::: Passage shown
Another important factor in diagnosing CCI in EDS is the correlation between radiographic evidence and clinical symptomatology. The neurological symptoms related to CCI are highly variable, multilayered and sometimes difficult to assign.^6,10 The presence of CCI is thought to cause classic Valsalva-related headaches, disturbance of autonomic function, and a diversity of neurological findings significantly affecting their quality of life.¹⁴ The underlying mechanisms are claimed to result from anatomical distortion of the cervico-medullary junction, including stretch of the lower cranial nerves, stretch of the vertebral arteries, and deformative stretching or deformation of the brainstem and upper spinal cord.^13,17 In a cohort of EDS patients with atlanto-axial instability (AAI), Henderson et al. observed a significant improvement of syncopal, presyncopal, and autonomic dysfunction after C1-C2 fusion. The authors attribute the symptoms to low grade chronic mechanical stretching and deformity of neural tissue related to the torsional strain on the spinal cord as well as to compromised blood flow in vertebral arteries, suggesting a plausible clinic-morphological correlation in AAI.³⁶ Distinct observations were made by Klinge et al., who identified laxity of spinal cord suspension ligaments and associated spinal cord motion disorder as possible pathogenic factors for chronic neck pain and headache in patients with EDS, however, without radiologically proven CCI.³⁷

Even though 4 of the included case series state a clear improvement of the patient’s symptoms after cervical instrumentation, a definite clinico-anatomical association is pending. Furthermore, there has been no method described to date which allows pre-operative assessment of the most probable neurological outcome response after the surgery.^11,16,25,36 One of the reviewed studies challenged these processes pre-operatively by submitting their patient to a 4-6 -week duration of hard collar treatment, mimicking stabilization of the cervical spine. The authors offered surgical intervention only to those patients who experienced symptom relief after this trial (n = 26) and defined this response in their surgical treatment criteria.¹² Given that it is the first time that test-immobilization was performed in EDS patients with CCI, this approach may represent a new pre-operative strategy of value during surgical assessment and improve the selection of patients.
::::::
::: Information
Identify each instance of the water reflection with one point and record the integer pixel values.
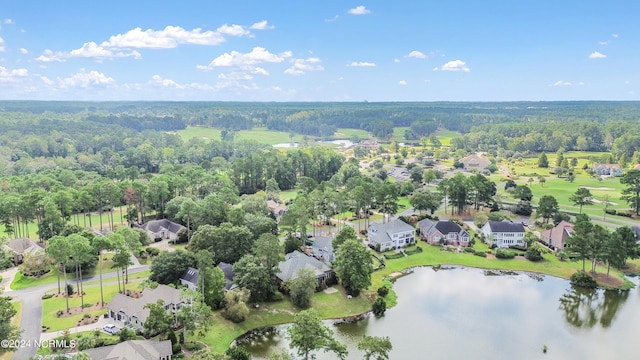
::::::
::: Information
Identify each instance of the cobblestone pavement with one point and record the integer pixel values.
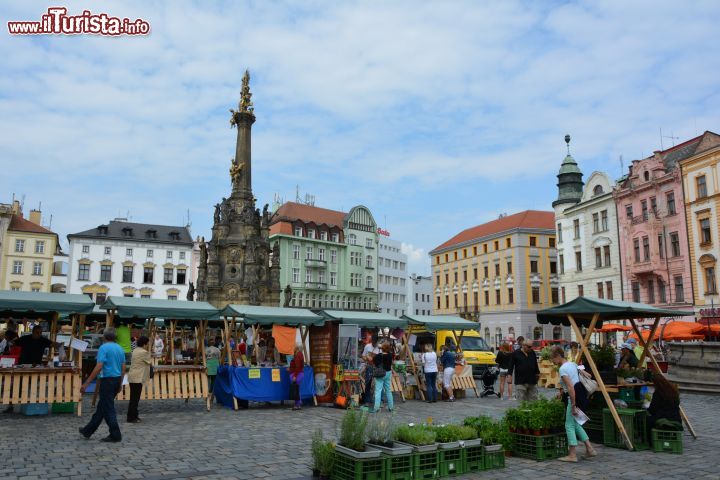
::::::
::: Information
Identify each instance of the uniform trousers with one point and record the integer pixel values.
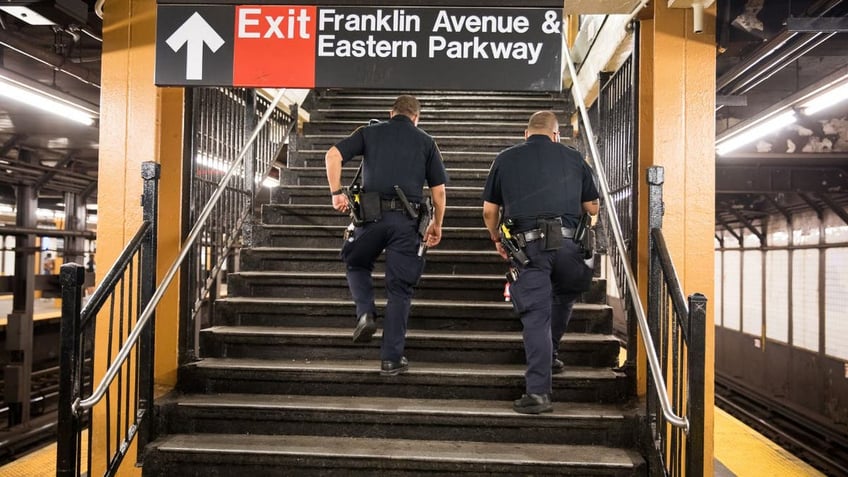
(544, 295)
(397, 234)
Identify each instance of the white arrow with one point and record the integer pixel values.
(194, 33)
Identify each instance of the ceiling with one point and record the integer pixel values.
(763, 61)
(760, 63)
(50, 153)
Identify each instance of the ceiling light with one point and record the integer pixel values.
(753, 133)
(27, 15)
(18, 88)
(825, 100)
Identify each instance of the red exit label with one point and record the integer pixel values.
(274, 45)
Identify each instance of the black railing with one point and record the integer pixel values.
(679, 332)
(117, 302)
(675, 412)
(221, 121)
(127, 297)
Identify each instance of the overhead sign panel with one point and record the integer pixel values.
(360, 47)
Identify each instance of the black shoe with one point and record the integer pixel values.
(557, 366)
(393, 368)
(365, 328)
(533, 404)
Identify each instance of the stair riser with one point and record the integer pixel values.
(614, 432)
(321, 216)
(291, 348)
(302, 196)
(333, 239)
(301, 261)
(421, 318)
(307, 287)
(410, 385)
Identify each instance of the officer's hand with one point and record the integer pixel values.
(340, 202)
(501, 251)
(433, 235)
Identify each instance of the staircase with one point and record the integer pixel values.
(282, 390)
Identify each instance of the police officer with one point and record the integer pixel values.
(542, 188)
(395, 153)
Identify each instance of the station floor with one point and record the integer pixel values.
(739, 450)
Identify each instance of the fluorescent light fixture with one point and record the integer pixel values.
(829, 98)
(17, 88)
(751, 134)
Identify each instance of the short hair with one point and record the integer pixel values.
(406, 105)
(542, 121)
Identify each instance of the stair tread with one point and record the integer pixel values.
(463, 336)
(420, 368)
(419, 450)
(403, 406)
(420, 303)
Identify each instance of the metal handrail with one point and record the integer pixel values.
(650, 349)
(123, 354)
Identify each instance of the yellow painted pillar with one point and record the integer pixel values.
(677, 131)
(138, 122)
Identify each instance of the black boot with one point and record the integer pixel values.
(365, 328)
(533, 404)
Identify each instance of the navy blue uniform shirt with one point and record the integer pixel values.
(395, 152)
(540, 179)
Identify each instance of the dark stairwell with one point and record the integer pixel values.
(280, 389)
::::::
# Task prompt:
Drawing on the passage on CCI in EDS above, explain in one to three sentences why one reviewed study placed patients in a hard collar for 4-6 weeks before deciding on surgery.

# Result of this exercise:
No method had been described for assessing, before surgery, the most probable neurological outcome after the operation. The hard collar mimicked stabilization of the cervical spine, so the authors offered surgery only to patients whose symptoms were relieved during this trial.